EXERCISE REQUIREMENTS: Pictures excluded, output the lines of the data below between the one holding "of the wooden" and the one holding "of the distant", inclusive, exactly as they stand.

#### RECORDS FOR PROCESSING

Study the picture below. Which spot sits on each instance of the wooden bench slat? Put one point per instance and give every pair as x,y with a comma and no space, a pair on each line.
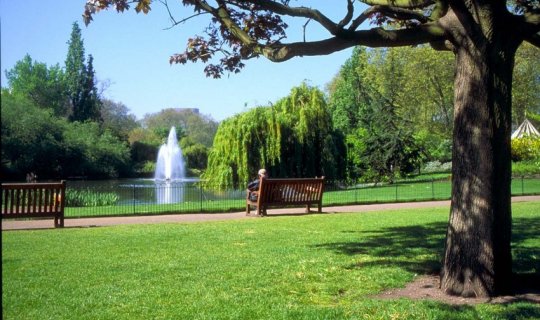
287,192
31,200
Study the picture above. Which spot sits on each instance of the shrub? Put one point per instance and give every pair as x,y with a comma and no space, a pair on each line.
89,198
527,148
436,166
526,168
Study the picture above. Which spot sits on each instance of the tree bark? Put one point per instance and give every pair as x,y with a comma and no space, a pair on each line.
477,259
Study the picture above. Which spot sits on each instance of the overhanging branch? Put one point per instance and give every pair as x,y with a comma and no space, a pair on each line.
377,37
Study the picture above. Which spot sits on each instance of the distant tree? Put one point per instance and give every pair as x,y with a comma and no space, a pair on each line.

########
#### RECORDS FOR PROCESSING

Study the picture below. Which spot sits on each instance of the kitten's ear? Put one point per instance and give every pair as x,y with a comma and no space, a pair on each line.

########
#### RECORDS FOR PROCESSING

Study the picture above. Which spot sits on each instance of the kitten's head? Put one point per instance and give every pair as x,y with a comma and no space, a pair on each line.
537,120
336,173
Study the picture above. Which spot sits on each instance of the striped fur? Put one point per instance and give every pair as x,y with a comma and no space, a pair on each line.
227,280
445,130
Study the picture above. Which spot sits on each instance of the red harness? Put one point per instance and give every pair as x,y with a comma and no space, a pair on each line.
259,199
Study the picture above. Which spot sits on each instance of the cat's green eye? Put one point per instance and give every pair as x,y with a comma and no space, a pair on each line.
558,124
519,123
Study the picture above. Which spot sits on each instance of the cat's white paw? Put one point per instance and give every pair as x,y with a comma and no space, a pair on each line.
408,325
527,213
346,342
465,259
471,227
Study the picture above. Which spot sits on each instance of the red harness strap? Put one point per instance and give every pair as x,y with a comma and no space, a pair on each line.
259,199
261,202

########

SOLUTION FOR THIS TASK:
Study the picture below. Which spot sits on each instance of the wooden bench slat? Put one point per instance and give every pair as x,y with a comma and no space, a pair on each line.
287,192
31,200
Study the picture above. Which spot sits on each instance of the shrub? Put one point per instance and give every pair as x,y with a comma and no space, a pair on each line.
89,198
527,148
436,166
526,168
Study the picture above. Which spot sits on each instance of the tree bark? Put one point per instance and give every pair as x,y with a comma and no space, a pair on each line.
477,259
Study the picture above. Which spot sits on each instance of the overhanging branch? Put one point per instance and give every pair as x,y with a comma and no space, a pair on each line.
377,37
Study the picture above. Which spot sits on each instance of the distant tree? Put one point per instance and give every pair as x,y with a comma and no space, a pair on each line.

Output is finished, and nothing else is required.